Requirements: Please arrange everything in the listing below, from the line containing "Where in this" down to the line containing "[0,0,600,162]", as a numbered list, and leave out any blank lines.

Entries supplied:
## START

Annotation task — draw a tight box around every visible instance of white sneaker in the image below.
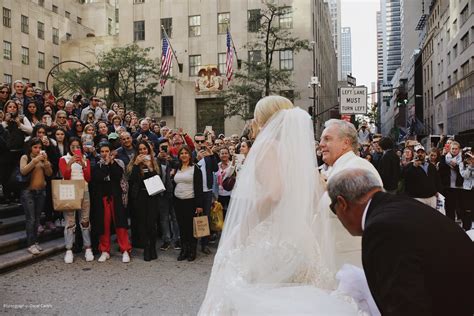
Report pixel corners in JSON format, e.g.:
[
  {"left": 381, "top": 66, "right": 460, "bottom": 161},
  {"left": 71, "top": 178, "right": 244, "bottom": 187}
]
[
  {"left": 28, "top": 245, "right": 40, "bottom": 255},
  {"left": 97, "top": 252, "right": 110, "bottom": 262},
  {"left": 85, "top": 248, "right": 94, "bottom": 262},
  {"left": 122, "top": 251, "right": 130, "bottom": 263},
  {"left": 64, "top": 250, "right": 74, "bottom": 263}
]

## END
## START

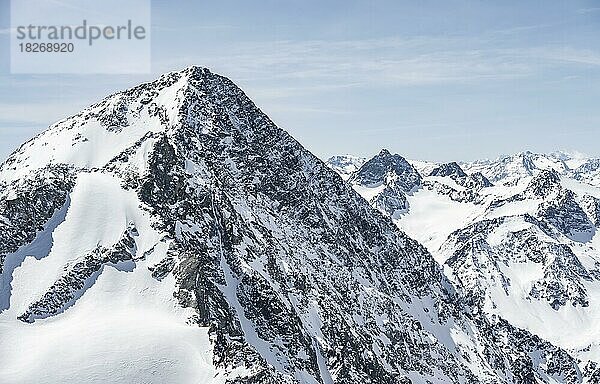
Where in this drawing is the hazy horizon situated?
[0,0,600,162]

## END

Completed exercise:
1. Where in this drawing is the hazy horizon situated?
2. [0,0,600,162]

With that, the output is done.